▶ _Stated task A_
Transcribe the passage of the forum thread below, starting with "Jams: Fireweed's Major" and going on through "wake me up!!".

--- START OF Excerpt to read ---

Congratulations, Gregg and Arleen!


----------



## Russ Lain (Jun 16, 2004)

*Congrats Arleen and Hammerhead!! Glad ya got a keeper!!*

*Russ:razz:*


----------



## MikeBoley (Dec 26, 2003)

congrats to Dolly, Anita and 
billy


----------



## Guest (Jul 21, 2008)

You guys are killin' me! Derby? What happened?


----------



## To Train (May 15, 2005)

Russ Lain said:


> *Congrats Arleen and Hammerhead!! Glad ya got a keeper!!*
> 
> *Russ:razz:*


Russ, Thanks. Guess now I won't be telling everyone how loud you snore!!!

Thanks, Kristie.

Gregg


----------



## Annette (Mar 21, 2004)

Congratulations Gregg and Arleen!!!!!!!!!!!!! . I had no cell service at the Twin Bridges Trial. Just now catching up on the news.
Marie


----------



## Guest (Jul 22, 2008)

Derby:

1) Miss Kitty's Romeo - Johnson
2) Utopian Roger That - Zellner
3) Watermark's The Black Pearl - Kuning (Pleasant)
4) Bee-line's Wild Ace - Cordell
RJ) Firemark's Holy Terra - DeNardo

Jams: Fireweed's Major League Player - Harger, Pah Rah's Black Kat Kate - Jones, Little Saint Nikki - Davis (Pleasant)


----------



## Tim Lawrence (Feb 18, 2008)

To Train said:


> Thank you Melanie. Jerry seems to like him a lot but I didn't know Rebel liked him that much!! LOL. Really surprised me this soon. A First at the Golden Retriever National Specialty, now this!!! Somebody wake me up!!
> 
> Thank you also, Tim. I guess you know who we need pictures of now!!



I figured. Will try to get some with his new Blue one. Congrats again.


----------

--- END OF Excerpt to read ---

▶ _Stated task B_
Show each line of the listing below that contains the string "cinnamon".

--- START OF Record excerpts ---

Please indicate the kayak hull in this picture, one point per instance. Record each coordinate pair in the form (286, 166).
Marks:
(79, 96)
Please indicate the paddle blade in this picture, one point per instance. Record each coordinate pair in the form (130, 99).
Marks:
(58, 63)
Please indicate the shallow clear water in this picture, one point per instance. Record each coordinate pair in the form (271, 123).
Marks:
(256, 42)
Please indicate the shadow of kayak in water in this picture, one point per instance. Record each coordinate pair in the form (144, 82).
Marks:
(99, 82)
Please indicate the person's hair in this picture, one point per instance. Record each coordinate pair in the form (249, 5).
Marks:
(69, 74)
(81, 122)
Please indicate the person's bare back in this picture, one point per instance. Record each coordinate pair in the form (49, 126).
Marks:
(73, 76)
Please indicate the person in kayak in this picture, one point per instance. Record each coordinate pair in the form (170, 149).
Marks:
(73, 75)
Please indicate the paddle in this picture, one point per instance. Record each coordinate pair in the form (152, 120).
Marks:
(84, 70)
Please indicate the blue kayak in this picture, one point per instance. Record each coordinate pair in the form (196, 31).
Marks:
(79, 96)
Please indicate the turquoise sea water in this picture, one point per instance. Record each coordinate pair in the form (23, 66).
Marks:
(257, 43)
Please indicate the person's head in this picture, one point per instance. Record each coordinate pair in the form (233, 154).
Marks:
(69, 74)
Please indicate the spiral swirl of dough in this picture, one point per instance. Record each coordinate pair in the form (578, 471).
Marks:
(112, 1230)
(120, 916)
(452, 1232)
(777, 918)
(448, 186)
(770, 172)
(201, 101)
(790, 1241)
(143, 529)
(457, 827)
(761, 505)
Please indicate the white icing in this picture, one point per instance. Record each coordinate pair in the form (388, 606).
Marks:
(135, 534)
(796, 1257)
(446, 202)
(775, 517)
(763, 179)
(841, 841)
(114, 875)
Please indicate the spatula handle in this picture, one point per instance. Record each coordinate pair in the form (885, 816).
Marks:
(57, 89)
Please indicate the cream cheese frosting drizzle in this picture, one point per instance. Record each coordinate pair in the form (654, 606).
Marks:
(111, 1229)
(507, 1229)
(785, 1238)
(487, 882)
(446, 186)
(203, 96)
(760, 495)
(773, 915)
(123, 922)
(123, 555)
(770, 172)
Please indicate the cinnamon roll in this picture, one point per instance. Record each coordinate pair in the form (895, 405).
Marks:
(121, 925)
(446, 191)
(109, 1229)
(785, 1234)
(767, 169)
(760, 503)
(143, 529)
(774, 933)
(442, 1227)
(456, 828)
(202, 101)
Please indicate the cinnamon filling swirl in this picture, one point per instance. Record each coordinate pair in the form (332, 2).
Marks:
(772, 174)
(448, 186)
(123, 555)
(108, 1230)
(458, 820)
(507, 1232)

--- END OF Record excerpts ---

▶ _Result A_
Jams: Fireweed's Major League Player - Harger, Pah Rah's Black Kat Kate - Jones, Little Saint Nikki - Davis (Pleasant)


----------



## Tim Lawrence (Feb 18, 2008)

To Train said:


> Thank you Melanie. Jerry seems to like him a lot but I didn't know Rebel liked him that much!! LOL. Really surprised me this soon. A First at the Golden Retriever National Specialty, now this!!! Somebody wake me up!!

▶ _Result B_
Please indicate the cinnamon roll in this picture, one point per instance. Record each coordinate pair in the form (895, 405).
Please indicate the cinnamon filling swirl in this picture, one point per instance. Record each coordinate pair in the form (332, 2).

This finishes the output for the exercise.